───── Brano citato ─────
Francesco Vezzoli, l’incarnazione stessa dell’effimero.
Tutta la mia opera è uno studio dell’aspetto effimero della vita. I miei ultimi quattro lavori sono il pilot di uno spettacolo che non esiste (Comizi di non amore, prodotto dalla Fondazione Prada), un trailer per un film che non c’è (Marlene redux: a true Hollywood story, commissionato da François-Henri Pinault), una finta campagna elettorale per candidati fittizi (Democrazy, Biennale di Venezia e Unicredito), la prima di uno spettacolo teatrale inesistente (Così è se vi pare, sponsor galleria Gagosian).

Ma i suoi attori sono reali, celebrità in carne e ossa. Ne sembra ossessionato.
Un conto sono le mie passioni private, un conto quello che, di queste passioni, riverso nel mio lavoro. Se credessi che all’interno del dibattito artistico oggi la cosa che conta è tracciare una riga nera su un foglio bianco, farei quello, poi passerei il mio tempo a leggere ¡Hola!, Chi, Vogue, a guardare i servizi fotografici di Steven Meisel. Nel nostro mondo l’attenzione ossessiva alla celebrità ha una rilevanza della quale si deve parlare. Mi piace pensare di essere uno specchio, non so se sto facendo dell’arte o meno, ma parlo di qualcosa che rispecchia la realtà di oggi.

Anche la sua immagine compare sempre: delirio narcisistico?
Sono stato il primo a dichiarare il mio narcisismo in maniera sfacciata, per esempio in Francesco by Francesco (una serie di ritratti di Vezzoli che citano lo stile del famoso fotografo Francesco Scavullo, ndr); quindi mi sono coperto le spalle. Tutto il mio lavoro si basa sulla dinamica guardare-essere guardati, non dimentichiamo il narcisismo degli attori che lavorano con me. Perché altrimenti accetterebbero?

Se lo chiedono tutti.
───── Dati mostrati ─────
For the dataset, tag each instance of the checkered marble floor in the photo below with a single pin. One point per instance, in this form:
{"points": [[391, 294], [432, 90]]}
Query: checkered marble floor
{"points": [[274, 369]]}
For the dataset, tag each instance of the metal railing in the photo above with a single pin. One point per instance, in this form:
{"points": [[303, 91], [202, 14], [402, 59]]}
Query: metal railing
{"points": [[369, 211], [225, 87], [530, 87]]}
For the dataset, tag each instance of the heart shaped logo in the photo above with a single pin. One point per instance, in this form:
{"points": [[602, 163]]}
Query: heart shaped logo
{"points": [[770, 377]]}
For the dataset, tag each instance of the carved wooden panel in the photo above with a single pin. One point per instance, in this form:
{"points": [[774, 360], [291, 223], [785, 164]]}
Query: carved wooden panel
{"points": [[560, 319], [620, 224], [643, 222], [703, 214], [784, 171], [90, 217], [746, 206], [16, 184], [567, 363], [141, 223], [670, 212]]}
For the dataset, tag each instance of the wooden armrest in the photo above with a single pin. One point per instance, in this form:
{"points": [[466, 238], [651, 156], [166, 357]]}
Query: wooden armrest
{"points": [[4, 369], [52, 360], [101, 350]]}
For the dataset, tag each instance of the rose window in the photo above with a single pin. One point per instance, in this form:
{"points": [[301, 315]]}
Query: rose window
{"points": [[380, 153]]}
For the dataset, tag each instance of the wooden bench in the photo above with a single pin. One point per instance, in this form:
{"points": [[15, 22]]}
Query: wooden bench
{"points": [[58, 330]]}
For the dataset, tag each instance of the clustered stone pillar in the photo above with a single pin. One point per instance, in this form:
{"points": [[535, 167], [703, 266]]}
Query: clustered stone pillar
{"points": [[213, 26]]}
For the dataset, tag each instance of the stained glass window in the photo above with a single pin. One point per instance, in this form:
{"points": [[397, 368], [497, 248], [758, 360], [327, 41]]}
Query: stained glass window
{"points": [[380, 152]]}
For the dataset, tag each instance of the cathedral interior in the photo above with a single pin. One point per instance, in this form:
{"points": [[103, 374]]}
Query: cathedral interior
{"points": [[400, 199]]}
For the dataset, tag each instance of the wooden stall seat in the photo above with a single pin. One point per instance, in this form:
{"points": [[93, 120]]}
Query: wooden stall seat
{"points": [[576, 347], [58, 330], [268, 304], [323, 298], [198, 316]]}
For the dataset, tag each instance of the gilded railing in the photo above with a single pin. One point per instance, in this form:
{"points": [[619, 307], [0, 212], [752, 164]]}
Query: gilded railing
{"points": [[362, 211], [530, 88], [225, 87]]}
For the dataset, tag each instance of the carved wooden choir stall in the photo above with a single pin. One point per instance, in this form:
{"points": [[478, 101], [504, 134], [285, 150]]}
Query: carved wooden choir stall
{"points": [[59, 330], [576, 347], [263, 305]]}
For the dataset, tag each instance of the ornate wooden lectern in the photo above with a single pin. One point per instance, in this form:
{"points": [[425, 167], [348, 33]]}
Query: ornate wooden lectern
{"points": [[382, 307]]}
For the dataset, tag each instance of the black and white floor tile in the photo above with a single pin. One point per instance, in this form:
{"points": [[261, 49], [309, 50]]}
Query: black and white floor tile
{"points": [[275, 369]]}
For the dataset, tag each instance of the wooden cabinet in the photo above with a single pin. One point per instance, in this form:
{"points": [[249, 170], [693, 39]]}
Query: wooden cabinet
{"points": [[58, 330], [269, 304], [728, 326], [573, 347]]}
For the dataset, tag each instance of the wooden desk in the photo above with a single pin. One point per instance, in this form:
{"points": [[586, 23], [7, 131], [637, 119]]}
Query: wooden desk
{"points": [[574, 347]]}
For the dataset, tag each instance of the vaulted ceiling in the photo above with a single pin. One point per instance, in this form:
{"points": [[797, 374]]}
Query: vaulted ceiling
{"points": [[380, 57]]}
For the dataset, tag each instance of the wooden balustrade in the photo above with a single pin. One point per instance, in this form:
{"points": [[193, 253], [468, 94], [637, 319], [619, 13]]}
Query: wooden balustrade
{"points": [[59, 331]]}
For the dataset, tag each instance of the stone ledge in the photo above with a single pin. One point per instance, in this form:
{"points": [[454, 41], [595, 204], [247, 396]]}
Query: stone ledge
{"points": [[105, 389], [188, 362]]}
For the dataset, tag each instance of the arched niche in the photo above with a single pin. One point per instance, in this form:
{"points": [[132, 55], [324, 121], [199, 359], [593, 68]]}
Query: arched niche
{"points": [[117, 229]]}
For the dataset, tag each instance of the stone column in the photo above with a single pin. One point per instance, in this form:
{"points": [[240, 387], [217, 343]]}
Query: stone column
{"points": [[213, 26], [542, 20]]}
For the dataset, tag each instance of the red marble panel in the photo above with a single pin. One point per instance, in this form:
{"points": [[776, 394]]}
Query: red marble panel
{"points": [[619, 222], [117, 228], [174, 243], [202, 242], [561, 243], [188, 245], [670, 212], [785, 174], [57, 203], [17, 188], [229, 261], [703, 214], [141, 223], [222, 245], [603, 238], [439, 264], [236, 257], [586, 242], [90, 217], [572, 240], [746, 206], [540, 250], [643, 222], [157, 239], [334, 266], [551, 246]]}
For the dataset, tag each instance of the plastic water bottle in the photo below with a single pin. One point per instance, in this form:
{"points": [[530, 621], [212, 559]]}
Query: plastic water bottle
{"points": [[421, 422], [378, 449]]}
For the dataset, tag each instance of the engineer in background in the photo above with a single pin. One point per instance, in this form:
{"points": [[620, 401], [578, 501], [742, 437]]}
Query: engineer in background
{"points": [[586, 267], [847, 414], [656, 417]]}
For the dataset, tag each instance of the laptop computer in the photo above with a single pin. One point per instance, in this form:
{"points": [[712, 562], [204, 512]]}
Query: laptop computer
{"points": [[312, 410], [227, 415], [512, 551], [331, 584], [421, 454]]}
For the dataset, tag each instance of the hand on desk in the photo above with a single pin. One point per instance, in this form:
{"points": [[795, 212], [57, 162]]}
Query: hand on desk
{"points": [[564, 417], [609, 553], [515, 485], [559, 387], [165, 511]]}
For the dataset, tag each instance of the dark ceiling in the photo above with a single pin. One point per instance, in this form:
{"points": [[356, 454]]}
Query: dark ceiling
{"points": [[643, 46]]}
─────
> Consegna 1
Individua nei record tutte le righe che contengono la stringa "interior" e riportale.
> Consegna 2
Prosegui il brano dell'intervista a Francesco Vezzoli a partire dalla sua ultima frase.
Il brano e i record sono indipendenti l'uno dall'altro.

> Risposta finale 1
For the dataset, tag each instance of the cathedral interior in the photo above with a single pin. One point per instance, in this form:
Query: cathedral interior

> Risposta finale 2
La domanda mi mette sempre all’angolo. Rispondo che mando dei bellissimi fiori, è vero, e non ci crede nessuno. Devo dire che i miei progetti sono belli? Forse questi divi, in tutta la loro magnificenza, trovano le mie proposte inusuali, e l’impegno che richiedo dura solo un giorno, perché ho un’unità di misura da tragedia greca. Insomma, è come per certe foto di Helmut Newton, ti chiederai sempre perché Jean-Marie Le Pen ha accettato di farsi fotografare con i dobermann, o Charlotte Rampling nel remake del suo massimo splendore. Con Newton c’era sempre un pericolo nell’aria, ti chiedeva cose sconvenienti.

Anche lei chiede cose sconvenienti ai suoi protagonisti?
No, ma li pongo dentro un contesto che altera la percezione classica che il pubblico ha di loro. È un po’ quello che è successo al Guggenheim. Metti dieci grandi attori su un palcoscenico e falli leggere guardandosi in faccia un testo che di per sé non ha senso… sono sculture viventi su un enorme podio. Forse è la stessa dinamica del pittore di corte, forse io sono un pittore alla corte delle celebrity. Però ci sono artisti di corte che hanno fatto capolavori… no, questa non la dica che sembro arrogante.

In Marlene redux: a true Hollywood story i testimoni che commentano (per finzione) la sua triste fine la definiscono “pushy little shit”, un piccolo sgomitatore. Un’autocritica?
Il primo a credere nel mio lavoro è stato il regista inglese John Maybury, vivevo a Londra e volevo che dirigesse il mio video d’esordio, con Iva Zanicchi. L’ho tormentato. A un certo punto gli chiesi perché aveva accettato, lui mi disse: “Pushy little shit”. L’ho trovato molto divertente. Sì, quando desidero fortemente la presenza di qualcuno nel mio lavoro posso essere molto insistente. Crocifiggetemi!

A Gore Vidal è ispirato il suo video Trailer for a remake of Gore Vidal’s Caligula.
Gore Vidal rappresenta ai miei occhi la possibilità di essere nello stesso tempo: a) omosessuali; b) di avere una fortissima identità politica; c) di essere glamorous, e il tutto con grande dignità.

Altri esempi di glamour?
Pier Paolo Pasolini, anche se in modo perverso. Il glamour per me è impatto mediatico. Oggi siamo abituati a pensare che Gisele Bündchen sia glamorous. Sbagliato: Vidal, Cuccia, Miuccia sono glamorous, il mistero è glamorous, non Gisele.

La sua passione per le celebrities evoca padri nobili come Truman Capote e Andy Warhol, che erano mondanissimi nel privato.
Ho un tale culto di Warhol che non voglio neppure nominarlo. Va detto che entrambi avevano un fortissimo bisogno di appartenenza, perché a quei tempi la loro sessualità non era accettata. Oggi l’omosessualità è un fatto normale, o almeno io do per scontato che lo sia.

Quindi lei non è mondano, non vuole frequentare le sue celebrità?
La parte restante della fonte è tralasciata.